### LIST OF TASKS
A: List every distinct year mentioned in the St Rita's College history, in order from earliest to latest.
B: In the St Rita's College history, how much was the bank loan the sisters secured?
C: From the St Rita's College history, extract the passage between "St Rita’s College, an" and "1911 to 1926.", inclusive.

TEXT BLOCK Start Marker

St Rita’s College, an independent Catholic secondary school for girls, was established by the Presentation Sisters in 1926. Do you know where the school got its name from, and where and how it began?
The story goes that St. Rita’s College was named after Sister Rita, a member of their order. Others say the school was named after the saint of hopeless causes, St Rita of Cascia. Apparently, the Presentation Sisters were in a bit of a predicament as they had quite a debt to clear just to establish the school in Clayfield.
The Early Days
St Rita’s College was established in a prominent Clayfield residence known as Stanley Hall. Stanley Hall was originally built for Herbert Hunter in 1888 but it became the property of Edward Blume and his family from 1911 to 1926.
Mother Alice Ursula Kennedy and Mother Mary Patrick Madden negotiated with Mr Blume, whose family was planning to move out of Stanley Hall, for the five-acre property. The sisters secured a bank loan worth £22,000 with Mr Fred Martin, the brother of Sister Rita Martin, as the guarantor.
An Answered Prayer
Stanley Hall was an answered prayer for the Presentation Sisters who were still living at the presbytery of St. Agatha’s parish school a few meters away. Despite their debt, the sisters managed to make interior changes at Stanley Hall to prepare the site for primary school students.

TEXT BLOCK End Marker
THE DATA Start Marker

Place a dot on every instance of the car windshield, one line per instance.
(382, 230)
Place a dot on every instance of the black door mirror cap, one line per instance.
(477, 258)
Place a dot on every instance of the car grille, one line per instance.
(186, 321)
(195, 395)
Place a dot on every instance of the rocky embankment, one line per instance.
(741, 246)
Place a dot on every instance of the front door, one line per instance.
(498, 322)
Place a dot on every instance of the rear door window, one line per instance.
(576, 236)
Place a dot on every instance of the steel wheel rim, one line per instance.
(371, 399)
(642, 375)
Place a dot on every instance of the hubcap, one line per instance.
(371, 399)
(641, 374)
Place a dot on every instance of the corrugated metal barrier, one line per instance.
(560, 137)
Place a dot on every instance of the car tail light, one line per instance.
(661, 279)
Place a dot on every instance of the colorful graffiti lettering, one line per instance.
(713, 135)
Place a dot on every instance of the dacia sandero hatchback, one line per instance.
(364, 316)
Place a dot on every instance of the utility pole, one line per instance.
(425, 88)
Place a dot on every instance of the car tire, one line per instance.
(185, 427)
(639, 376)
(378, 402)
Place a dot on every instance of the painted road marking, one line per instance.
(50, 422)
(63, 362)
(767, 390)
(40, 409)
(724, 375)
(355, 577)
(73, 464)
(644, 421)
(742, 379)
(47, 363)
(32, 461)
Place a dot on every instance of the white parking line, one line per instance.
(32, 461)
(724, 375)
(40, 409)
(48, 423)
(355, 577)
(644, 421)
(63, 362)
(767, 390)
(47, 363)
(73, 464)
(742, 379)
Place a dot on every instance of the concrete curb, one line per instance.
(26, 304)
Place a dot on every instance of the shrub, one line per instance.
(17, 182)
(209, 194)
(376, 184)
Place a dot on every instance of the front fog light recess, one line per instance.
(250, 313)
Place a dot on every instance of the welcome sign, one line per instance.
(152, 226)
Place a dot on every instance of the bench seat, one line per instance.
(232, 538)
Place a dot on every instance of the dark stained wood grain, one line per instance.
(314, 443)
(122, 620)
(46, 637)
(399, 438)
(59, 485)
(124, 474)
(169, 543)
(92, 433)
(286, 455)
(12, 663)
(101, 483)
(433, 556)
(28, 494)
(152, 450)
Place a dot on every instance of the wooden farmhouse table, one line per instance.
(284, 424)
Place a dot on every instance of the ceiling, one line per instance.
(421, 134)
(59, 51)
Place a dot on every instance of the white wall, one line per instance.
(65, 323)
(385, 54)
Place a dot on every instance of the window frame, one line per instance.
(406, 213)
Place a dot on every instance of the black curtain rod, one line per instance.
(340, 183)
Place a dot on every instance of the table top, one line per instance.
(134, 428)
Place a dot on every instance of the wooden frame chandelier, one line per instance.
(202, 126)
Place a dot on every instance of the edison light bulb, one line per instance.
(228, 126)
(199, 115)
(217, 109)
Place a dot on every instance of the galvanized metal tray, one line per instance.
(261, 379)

THE DATA End Marker

### SOLUTION SET
A: 1888, 1911, 1926

B: £22,000

C:
St Rita’s College, an independent Catholic secondary school for girls, was established by the Presentation Sisters in 1926. Do you know where the school got its name from, and where and how it began?
The story goes that St. Rita’s College was named after Sister Rita, a member of their order. Others say the school was named after the saint of hopeless causes, St Rita of Cascia. Apparently, the Presentation Sisters were in a bit of a predicament as they had quite a debt to clear just to establish the school in Clayfield.
The Early Days
St Rita’s College was established in a prominent Clayfield residence known as Stanley Hall. Stanley Hall was originally built for Herbert Hunter in 1888 but it became the property of Edward Blume and his family from 1911 to 1926.